— PROBLEMS TO WORK ON —
1. Decide whether each statement about the rouge_score bug report agrees with it: (a) the reporter says accumulate='avg' also gives order-dependent results; (b) the minimal example passes the same two references in reversed order; (c) the issue is still open. For each, answer yes or no and quote the deciding words of the bug report.
2. Carry the rouge_score bug report forward from its last sentence.
::: SOURCE
Lightning-AI / torchmetrics

Machine learning metrics for distributed, scalable PyTorch applications.
https://lightning.ai/docs/torchmetrics/
Apache License 2.0
2.14k stars 408 forks source link

`rouge_score` with `accumulate='best'` gives mixed results #2148

Closed volksen closed 2 days ago

volksen commented 1 year ago

🐛 Bug

Hi,

when using the rouge_score with accumulate="best", the results are dependent on the order of the labels. As of my understanding, accumulate="best" should return the best f score over all references.

Minimal example:

from torchmetrics.functional.text import rouge_score

preds = "a b c"
references = ["a b c", "c b a"]
references_rev = ["c b a", "a b c"]

print(rouge_score(preds, references, accumulate='best'))
print(rouge_score(preds, references_rev, accumulate='best'))

gives different results:

{'rouge1_fmeasure': tensor(1.), 'rouge1_precision': tensor(1.), 'rouge1_recall': tensor(1.), 'rouge2_fmeasure': tensor(1.), 'rouge2_precision': tensor(1.), 'rouge2_recall': tensor(1.), 'rougeL_fmeasure': tensor(1.), 'rougeL_precision': tensor(1.), 'rougeL_recall': tensor(1.), 'rougeLsum_fmeasure': tensor(1.), 'rougeLsum_precision': tensor(1.), 'rougeLsum_recall': tensor(1.)}
{'rouge1_fmeasure': tensor(1.), 'rouge1_precision': tensor(1.), 'rouge1_recall': tensor(1.), 'rouge2_fmeasure': tensor(0.), 'rouge2_precision': tensor(0.), 'rouge2_recall': tensor(0.), 'rougeL_fmeasure': tensor(0.3333), 'rougeL_precision': tensor(0.3333), 'rougeL_recall': tensor(0.3333), 'rougeLsum_fmeasure': tensor(0.3333), 'rougeLsum_precision': tensor(0.3333), 'rougeLsum_recall': tensor(0.3333)}

Did I missread the documentation or is this a bug. Accumulate='avg' works as expected. Maybe the bug is in https://github.com/Lightning-AI/torchmetrics/blob/v1.1.0/src/torchmetrics/functional/text/rouge.py#L378 where there is a todo comment.
::::::
::: GIVEN RECORDS
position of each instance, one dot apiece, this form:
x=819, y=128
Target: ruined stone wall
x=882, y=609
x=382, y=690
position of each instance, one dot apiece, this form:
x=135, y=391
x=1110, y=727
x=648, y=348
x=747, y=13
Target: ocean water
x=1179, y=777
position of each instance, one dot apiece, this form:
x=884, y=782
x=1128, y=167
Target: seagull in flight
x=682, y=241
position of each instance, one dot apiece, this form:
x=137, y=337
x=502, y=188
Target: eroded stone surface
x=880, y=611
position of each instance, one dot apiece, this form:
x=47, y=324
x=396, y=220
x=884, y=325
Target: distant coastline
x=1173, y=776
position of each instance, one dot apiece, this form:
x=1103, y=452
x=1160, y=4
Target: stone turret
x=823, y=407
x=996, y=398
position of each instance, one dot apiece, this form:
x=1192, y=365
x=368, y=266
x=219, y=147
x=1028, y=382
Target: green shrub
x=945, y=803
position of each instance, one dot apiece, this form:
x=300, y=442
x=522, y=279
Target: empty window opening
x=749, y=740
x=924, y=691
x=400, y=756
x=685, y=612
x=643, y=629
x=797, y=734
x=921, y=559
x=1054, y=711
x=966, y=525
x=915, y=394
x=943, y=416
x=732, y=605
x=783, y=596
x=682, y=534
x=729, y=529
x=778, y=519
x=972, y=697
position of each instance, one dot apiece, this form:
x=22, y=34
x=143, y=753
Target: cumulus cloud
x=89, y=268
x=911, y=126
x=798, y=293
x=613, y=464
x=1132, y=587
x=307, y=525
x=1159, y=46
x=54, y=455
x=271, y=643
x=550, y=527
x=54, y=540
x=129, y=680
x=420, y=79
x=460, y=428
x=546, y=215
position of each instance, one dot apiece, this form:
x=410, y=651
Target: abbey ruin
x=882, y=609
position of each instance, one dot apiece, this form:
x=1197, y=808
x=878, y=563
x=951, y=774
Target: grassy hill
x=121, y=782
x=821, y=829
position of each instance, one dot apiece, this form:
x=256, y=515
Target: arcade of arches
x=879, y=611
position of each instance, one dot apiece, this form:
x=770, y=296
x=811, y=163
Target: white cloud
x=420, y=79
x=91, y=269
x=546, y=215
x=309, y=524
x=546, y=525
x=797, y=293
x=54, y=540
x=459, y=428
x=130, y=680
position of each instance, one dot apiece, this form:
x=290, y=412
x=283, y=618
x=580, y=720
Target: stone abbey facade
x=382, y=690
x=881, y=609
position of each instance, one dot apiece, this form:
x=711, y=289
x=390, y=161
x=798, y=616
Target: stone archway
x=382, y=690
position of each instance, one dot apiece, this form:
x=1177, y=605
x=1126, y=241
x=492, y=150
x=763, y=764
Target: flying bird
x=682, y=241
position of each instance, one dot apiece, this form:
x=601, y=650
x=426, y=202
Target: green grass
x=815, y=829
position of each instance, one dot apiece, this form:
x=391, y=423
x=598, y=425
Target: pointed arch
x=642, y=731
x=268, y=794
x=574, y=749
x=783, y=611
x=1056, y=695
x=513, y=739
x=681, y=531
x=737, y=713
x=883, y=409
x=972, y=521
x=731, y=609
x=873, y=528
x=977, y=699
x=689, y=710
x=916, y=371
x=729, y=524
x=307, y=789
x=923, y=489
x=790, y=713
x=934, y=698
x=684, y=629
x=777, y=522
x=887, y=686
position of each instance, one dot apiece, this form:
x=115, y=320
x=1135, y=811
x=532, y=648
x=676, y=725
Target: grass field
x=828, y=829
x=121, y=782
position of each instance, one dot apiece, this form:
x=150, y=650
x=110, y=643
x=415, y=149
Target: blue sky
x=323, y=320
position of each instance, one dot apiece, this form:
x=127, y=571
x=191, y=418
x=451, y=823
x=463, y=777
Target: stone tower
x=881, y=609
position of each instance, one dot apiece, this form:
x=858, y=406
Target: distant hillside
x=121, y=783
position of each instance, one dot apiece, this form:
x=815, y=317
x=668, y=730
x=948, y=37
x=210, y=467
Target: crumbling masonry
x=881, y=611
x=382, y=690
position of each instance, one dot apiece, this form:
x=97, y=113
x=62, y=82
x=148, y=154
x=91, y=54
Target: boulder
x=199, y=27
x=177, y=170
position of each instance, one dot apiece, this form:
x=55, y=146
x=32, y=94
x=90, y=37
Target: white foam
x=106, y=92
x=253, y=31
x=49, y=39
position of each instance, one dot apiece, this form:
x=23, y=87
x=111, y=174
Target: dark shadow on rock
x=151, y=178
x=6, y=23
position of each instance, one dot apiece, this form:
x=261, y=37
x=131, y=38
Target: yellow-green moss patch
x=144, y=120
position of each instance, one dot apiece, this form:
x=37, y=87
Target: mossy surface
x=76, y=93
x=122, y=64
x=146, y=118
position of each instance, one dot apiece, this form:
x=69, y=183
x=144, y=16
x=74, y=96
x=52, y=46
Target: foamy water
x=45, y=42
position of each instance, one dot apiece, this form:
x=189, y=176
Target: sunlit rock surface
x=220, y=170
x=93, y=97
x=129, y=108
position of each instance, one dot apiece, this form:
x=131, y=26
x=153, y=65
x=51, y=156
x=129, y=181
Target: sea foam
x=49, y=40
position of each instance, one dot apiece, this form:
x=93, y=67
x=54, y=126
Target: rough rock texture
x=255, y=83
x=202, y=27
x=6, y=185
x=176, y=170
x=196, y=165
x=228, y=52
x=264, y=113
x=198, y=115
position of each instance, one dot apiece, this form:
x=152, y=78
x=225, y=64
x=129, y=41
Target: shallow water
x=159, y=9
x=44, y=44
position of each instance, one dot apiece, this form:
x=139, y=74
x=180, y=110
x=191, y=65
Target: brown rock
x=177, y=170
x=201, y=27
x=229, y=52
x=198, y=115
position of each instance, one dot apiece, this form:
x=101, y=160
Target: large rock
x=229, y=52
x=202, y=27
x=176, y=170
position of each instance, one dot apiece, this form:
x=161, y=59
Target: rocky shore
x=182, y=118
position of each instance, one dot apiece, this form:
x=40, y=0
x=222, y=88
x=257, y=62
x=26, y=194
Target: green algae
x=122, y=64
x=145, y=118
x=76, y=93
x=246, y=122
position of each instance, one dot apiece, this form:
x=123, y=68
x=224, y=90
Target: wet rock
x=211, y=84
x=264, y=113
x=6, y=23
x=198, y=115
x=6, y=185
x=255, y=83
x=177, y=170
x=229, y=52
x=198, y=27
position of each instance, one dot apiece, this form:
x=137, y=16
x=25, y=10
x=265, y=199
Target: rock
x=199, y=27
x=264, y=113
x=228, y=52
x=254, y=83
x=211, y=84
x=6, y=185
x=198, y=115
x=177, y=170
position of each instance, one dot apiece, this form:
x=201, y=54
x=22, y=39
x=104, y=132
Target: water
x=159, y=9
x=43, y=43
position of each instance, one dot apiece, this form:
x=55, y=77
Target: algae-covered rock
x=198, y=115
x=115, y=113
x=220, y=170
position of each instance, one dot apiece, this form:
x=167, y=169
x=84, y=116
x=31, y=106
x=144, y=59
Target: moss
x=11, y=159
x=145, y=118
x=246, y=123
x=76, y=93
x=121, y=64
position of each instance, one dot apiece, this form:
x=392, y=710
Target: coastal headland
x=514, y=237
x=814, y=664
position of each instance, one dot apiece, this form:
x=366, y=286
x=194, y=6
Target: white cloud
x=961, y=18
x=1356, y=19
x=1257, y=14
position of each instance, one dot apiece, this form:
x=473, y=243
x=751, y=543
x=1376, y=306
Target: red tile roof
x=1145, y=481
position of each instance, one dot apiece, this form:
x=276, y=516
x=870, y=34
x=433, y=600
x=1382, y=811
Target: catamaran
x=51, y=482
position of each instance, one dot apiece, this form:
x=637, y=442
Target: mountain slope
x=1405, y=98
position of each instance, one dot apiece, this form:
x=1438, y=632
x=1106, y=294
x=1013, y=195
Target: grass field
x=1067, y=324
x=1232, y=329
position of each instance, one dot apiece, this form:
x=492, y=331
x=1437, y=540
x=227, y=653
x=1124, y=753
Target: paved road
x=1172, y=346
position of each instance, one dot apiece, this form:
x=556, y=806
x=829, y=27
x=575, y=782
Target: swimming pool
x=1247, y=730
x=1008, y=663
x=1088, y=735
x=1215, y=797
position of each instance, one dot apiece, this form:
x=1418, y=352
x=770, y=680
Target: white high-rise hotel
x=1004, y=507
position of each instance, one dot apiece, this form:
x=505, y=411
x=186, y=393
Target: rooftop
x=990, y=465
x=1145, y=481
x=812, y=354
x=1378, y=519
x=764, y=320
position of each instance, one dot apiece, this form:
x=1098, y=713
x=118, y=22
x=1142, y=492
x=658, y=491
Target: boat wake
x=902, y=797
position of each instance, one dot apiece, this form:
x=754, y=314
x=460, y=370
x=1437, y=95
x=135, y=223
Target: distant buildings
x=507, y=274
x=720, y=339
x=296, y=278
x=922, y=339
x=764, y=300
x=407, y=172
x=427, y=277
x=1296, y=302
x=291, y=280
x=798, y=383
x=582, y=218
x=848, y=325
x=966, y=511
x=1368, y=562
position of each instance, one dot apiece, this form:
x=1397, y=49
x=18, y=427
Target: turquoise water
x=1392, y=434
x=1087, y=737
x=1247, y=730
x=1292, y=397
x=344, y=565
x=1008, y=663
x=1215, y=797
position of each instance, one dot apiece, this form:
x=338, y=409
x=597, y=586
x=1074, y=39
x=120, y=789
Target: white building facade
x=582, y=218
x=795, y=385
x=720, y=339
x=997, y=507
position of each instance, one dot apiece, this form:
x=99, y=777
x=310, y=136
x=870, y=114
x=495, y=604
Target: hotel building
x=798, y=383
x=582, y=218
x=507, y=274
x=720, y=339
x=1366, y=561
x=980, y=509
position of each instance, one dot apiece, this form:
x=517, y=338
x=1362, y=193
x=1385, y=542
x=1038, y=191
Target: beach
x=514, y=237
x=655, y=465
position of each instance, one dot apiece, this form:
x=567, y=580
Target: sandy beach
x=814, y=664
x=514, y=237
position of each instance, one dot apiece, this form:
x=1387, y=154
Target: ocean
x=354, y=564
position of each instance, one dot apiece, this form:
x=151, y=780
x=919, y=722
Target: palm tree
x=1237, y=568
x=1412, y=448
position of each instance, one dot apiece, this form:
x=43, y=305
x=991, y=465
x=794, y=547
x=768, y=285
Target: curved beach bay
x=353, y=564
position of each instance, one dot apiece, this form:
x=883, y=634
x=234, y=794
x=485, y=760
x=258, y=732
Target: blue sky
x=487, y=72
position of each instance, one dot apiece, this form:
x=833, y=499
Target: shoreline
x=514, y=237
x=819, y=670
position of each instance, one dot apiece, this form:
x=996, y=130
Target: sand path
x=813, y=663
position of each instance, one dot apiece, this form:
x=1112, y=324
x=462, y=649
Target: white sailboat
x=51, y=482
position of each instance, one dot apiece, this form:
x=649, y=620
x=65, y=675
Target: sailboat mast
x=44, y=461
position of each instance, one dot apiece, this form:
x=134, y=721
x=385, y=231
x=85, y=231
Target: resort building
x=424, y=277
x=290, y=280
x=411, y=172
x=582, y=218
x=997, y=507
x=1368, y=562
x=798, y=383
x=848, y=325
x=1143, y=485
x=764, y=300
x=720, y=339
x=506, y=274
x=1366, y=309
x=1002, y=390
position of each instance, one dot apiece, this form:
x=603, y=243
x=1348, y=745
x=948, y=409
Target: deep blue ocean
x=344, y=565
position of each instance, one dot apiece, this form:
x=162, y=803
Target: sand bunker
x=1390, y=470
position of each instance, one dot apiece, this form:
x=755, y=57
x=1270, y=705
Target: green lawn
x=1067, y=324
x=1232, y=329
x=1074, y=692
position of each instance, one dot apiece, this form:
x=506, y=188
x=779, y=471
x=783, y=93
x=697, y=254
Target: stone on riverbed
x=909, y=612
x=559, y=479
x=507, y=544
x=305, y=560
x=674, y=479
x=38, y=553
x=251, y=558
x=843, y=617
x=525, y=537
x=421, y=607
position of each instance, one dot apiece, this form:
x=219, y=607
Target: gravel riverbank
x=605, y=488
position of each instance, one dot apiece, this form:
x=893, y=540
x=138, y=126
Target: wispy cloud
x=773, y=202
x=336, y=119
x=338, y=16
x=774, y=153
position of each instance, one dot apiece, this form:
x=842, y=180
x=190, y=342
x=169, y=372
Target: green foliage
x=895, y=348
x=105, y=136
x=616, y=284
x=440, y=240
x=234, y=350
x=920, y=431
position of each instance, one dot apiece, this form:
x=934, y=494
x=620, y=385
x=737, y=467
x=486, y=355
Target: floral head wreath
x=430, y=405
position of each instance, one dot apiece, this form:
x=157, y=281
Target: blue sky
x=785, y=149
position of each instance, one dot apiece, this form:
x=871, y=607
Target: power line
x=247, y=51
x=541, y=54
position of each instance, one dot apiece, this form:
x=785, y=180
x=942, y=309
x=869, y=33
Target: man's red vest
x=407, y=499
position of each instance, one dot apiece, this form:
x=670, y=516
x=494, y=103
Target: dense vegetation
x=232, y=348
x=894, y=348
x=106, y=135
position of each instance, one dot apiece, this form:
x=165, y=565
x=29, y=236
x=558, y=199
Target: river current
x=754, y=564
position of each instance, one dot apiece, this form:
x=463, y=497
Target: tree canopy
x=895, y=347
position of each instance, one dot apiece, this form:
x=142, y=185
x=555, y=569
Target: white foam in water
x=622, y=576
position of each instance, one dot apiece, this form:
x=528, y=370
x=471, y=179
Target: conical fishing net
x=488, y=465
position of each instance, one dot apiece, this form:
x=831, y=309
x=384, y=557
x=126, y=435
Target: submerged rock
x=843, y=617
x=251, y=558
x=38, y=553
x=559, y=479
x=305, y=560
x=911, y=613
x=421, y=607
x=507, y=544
::::::
— RESPONSE LIST —
1.
(a) No: "Accumulate='avg' works as expected."
(b) Yes: "references = ["a b c", "c b a"]" and "references_rev = ["c b a", "a b c"]"
(c) No: "Closed volksen closed 2 days ago"

2.
I compared the results to the rouge-score package:

from rouge_score import rouge_scorer
scorer = rouge_scorer.RougeScorer(['rouge1', 'rouge2', 'rougeL'], use_stemmer=False)
preds = "a b c"
references = ["a b c", "c b a"]
references_rev = ["c b a", "a b c"]
print(scorer.score_multi(references, preds))
print(scorer.score_multi(references_rev, preds))

which gives the same results in both cases:

{'rouge1': Score(precision=1.0, recall=1.0, fmeasure=1.0), 'rouge2': Score(precision=1.0, recall=1.0, fmeasure=1.0), 'rougeL': Score(precision=1.0, recall=1.0, fmeasure=1.0)}
{'rouge1': Score(precision=1.0, recall=1.0, fmeasure=1.0), 'rouge2': Score(precision=1.0, recall=1.0, fmeasure=1.0), 'rougeL': Score(precision=1.0, recall=1.0, fmeasure=1.0)}

Environment

github-actions[bot] commented 1 year ago

Hi! thanks for your contribution!, great first issue!

stancld commented 1 year ago

Thanks for the report! Gonna check this weekend.

Borda commented 9 months ago

Thanks for the report! Gonna check this weekend.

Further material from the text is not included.